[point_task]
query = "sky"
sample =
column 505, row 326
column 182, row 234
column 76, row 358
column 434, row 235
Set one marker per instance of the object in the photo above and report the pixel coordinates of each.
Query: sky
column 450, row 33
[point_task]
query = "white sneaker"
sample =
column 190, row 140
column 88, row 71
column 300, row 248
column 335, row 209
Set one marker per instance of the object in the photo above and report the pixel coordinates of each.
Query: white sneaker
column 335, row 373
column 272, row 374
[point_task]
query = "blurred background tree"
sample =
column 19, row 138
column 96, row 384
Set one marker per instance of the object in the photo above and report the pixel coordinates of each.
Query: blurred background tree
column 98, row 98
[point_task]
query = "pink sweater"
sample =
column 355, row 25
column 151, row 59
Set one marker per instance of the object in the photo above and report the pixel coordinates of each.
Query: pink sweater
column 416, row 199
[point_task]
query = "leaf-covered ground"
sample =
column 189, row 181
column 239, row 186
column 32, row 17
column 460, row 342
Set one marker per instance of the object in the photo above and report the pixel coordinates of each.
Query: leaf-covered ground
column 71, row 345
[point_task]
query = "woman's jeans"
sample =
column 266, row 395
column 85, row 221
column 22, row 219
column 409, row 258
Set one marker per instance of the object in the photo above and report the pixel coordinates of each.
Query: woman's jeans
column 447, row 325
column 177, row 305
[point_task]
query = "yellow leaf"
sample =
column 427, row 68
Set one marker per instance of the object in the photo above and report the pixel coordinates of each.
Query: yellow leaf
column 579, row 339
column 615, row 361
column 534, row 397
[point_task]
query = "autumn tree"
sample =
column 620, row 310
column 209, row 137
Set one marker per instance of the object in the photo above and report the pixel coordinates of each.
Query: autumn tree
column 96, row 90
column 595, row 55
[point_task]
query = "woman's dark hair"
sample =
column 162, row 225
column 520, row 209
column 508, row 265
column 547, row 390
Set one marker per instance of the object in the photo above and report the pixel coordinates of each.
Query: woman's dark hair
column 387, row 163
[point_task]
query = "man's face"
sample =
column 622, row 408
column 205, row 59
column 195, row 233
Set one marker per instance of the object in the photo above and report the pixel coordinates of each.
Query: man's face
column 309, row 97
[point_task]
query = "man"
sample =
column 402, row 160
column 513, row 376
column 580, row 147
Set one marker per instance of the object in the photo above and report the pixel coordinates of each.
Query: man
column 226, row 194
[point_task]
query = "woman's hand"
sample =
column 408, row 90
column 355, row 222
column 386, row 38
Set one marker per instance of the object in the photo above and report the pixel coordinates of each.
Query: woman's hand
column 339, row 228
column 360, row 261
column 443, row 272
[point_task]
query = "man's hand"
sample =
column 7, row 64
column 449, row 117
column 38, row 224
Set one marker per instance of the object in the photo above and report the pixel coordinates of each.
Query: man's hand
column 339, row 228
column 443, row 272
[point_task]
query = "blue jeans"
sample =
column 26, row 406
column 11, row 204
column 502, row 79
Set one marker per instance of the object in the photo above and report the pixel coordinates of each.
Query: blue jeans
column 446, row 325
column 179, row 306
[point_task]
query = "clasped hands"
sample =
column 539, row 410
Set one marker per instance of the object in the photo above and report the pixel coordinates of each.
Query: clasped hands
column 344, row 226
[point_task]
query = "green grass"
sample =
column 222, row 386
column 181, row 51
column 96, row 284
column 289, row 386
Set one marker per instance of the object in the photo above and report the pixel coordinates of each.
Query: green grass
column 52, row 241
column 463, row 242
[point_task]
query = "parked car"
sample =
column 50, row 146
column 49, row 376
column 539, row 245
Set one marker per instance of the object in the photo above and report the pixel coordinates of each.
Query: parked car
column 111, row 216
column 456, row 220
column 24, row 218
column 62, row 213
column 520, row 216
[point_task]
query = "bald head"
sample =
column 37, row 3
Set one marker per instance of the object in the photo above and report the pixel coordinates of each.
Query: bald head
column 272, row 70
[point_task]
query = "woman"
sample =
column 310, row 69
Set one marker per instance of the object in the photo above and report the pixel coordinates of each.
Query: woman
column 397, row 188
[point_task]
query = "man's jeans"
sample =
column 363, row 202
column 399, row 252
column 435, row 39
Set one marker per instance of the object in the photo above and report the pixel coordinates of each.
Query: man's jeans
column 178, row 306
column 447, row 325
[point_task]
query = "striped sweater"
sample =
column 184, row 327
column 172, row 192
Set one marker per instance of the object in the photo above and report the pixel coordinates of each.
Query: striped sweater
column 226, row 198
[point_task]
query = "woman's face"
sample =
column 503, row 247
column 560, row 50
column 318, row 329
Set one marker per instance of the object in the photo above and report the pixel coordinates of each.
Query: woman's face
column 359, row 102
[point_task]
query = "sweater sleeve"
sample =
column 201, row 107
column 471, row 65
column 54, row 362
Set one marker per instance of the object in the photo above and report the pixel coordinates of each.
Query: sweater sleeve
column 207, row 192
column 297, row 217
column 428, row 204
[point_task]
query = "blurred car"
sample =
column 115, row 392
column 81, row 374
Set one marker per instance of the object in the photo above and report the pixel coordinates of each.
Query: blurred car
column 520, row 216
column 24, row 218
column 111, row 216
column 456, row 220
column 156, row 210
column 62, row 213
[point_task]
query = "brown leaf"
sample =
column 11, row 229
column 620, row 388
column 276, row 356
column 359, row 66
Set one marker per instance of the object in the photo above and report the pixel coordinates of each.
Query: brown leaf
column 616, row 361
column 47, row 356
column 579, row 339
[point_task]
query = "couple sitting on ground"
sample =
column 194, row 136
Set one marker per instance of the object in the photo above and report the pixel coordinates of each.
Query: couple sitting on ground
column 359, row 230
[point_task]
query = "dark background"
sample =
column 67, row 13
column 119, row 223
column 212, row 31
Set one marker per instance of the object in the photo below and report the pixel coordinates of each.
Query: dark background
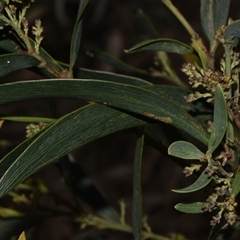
column 109, row 161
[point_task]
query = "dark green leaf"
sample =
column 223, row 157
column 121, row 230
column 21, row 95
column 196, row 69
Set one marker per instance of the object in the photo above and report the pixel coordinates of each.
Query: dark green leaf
column 127, row 97
column 117, row 63
column 14, row 61
column 185, row 150
column 63, row 136
column 219, row 120
column 137, row 190
column 202, row 181
column 162, row 44
column 236, row 185
column 214, row 14
column 77, row 32
column 195, row 207
column 232, row 30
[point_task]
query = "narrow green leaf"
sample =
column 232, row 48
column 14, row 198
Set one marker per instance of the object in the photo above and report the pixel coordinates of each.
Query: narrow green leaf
column 77, row 32
column 219, row 120
column 214, row 14
column 117, row 63
column 195, row 207
column 14, row 61
column 27, row 119
column 236, row 185
column 162, row 44
column 232, row 30
column 137, row 189
column 122, row 96
column 63, row 136
column 185, row 150
column 202, row 181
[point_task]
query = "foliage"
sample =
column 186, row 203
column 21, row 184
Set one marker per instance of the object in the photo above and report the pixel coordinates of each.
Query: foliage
column 207, row 115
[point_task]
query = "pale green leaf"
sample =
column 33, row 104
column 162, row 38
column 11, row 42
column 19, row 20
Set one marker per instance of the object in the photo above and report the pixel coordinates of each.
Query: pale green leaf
column 185, row 150
column 219, row 125
column 202, row 181
column 122, row 96
column 162, row 44
column 195, row 207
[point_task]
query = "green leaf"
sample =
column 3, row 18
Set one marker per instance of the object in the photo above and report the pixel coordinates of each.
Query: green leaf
column 117, row 63
column 77, row 32
column 232, row 30
column 214, row 14
column 202, row 181
column 236, row 185
column 123, row 96
column 195, row 207
column 185, row 150
column 63, row 136
column 162, row 44
column 14, row 61
column 137, row 189
column 219, row 125
column 26, row 119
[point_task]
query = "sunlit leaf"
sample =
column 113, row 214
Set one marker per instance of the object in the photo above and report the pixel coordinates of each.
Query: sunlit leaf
column 202, row 181
column 195, row 207
column 219, row 120
column 14, row 61
column 185, row 150
column 76, row 34
column 162, row 44
column 236, row 185
column 63, row 136
column 122, row 96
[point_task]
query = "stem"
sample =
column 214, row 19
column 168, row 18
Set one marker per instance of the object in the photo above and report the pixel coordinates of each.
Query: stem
column 180, row 17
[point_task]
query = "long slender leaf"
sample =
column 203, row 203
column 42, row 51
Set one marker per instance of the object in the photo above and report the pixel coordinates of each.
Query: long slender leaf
column 185, row 150
column 219, row 120
column 123, row 96
column 202, row 181
column 68, row 133
column 137, row 189
column 77, row 32
column 195, row 207
column 162, row 44
column 14, row 61
column 214, row 13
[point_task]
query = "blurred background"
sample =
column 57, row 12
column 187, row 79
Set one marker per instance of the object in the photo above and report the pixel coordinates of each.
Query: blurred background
column 108, row 162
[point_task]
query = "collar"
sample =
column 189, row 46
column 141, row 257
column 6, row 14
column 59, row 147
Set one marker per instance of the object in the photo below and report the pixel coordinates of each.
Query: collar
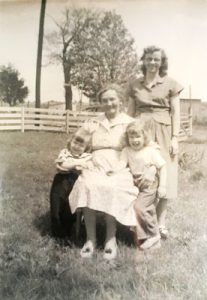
column 83, row 155
column 122, row 118
column 158, row 80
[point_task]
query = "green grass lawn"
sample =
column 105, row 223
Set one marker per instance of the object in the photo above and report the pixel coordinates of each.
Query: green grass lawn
column 35, row 266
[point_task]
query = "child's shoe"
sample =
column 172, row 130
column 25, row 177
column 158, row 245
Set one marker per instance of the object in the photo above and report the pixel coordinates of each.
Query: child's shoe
column 87, row 250
column 163, row 232
column 110, row 250
column 151, row 242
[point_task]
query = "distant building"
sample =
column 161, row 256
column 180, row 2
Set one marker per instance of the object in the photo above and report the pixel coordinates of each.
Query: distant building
column 186, row 103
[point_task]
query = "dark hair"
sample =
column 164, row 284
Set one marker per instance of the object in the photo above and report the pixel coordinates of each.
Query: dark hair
column 115, row 87
column 164, row 60
column 82, row 136
column 136, row 126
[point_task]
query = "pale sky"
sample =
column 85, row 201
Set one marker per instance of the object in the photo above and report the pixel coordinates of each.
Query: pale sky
column 178, row 26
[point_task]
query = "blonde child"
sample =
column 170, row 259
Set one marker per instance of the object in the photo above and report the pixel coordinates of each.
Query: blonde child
column 70, row 162
column 149, row 172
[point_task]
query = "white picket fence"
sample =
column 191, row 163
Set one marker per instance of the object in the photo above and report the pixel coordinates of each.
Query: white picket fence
column 43, row 119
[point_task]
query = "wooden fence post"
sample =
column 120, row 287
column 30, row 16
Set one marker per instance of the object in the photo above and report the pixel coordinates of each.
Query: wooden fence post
column 67, row 121
column 190, row 116
column 22, row 119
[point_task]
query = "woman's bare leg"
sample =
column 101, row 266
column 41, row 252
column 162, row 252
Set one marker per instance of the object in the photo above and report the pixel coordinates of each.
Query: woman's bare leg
column 110, row 250
column 90, row 222
column 161, row 216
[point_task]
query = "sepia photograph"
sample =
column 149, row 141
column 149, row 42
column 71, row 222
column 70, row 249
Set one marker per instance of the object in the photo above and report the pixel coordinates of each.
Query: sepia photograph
column 103, row 149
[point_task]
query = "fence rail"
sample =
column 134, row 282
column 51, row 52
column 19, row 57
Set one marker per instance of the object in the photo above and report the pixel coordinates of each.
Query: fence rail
column 43, row 119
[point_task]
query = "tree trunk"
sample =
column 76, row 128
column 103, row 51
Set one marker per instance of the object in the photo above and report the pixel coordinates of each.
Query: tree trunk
column 68, row 96
column 67, row 85
column 39, row 54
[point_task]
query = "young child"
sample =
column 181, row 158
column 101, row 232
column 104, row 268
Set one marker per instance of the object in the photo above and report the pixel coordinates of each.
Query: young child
column 69, row 164
column 149, row 172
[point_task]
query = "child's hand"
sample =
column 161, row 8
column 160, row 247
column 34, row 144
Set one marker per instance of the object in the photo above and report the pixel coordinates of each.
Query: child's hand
column 161, row 191
column 109, row 173
column 174, row 146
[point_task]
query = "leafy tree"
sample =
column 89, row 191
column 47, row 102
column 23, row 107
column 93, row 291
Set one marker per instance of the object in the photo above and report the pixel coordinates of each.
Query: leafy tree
column 61, row 44
column 106, row 55
column 12, row 89
column 94, row 48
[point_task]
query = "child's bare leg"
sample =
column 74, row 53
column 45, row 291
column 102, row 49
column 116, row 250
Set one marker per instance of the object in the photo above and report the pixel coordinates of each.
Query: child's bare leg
column 90, row 222
column 110, row 250
column 161, row 216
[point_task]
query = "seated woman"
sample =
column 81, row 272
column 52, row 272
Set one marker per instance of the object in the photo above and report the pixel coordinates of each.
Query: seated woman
column 102, row 187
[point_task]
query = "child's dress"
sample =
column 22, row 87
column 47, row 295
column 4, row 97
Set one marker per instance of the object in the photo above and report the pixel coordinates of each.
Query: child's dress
column 101, row 188
column 65, row 155
column 146, row 162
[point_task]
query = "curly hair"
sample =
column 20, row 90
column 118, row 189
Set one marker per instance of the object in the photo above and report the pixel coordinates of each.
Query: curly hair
column 138, row 126
column 164, row 60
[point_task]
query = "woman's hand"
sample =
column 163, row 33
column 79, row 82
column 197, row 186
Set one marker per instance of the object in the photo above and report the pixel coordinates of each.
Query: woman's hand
column 161, row 191
column 174, row 146
column 141, row 181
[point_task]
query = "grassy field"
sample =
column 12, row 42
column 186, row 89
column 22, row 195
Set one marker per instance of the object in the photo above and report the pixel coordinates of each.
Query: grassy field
column 35, row 266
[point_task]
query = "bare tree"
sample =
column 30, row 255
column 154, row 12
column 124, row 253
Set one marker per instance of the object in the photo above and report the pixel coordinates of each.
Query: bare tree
column 107, row 55
column 76, row 22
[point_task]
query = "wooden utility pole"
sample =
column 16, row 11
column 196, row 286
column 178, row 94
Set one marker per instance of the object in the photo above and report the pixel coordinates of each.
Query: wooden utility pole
column 39, row 54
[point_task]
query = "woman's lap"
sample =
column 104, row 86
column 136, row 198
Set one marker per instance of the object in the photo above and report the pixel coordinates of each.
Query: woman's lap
column 114, row 195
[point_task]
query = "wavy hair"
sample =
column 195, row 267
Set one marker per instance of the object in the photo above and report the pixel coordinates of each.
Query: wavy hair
column 164, row 60
column 115, row 87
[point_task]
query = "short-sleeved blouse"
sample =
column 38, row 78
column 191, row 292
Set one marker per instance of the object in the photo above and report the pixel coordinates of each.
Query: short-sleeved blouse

= = =

Set problem:
Give back, unchanged, the lines of the records above from the very first one down to and including the line with "column 98, row 98".

Task result:
[point_task]
query = "sky"
sample =
column 505, row 326
column 182, row 234
column 76, row 358
column 434, row 235
Set one marker per instance of the object in the photo above and report the pixel coordinates of each.
Query: sky
column 450, row 33
[point_task]
query = "white sneaker"
sample =
column 190, row 140
column 88, row 71
column 300, row 248
column 335, row 209
Set one marker per instance of the object in the photo above and report the pixel coordinates of each.
Query: white sneaker
column 335, row 373
column 272, row 374
[point_task]
query = "blurred background tree"
sample =
column 19, row 138
column 96, row 384
Set one marker per instance of the object in the photo above and report the pixel coordinates of each.
Query: blurred background tree
column 98, row 98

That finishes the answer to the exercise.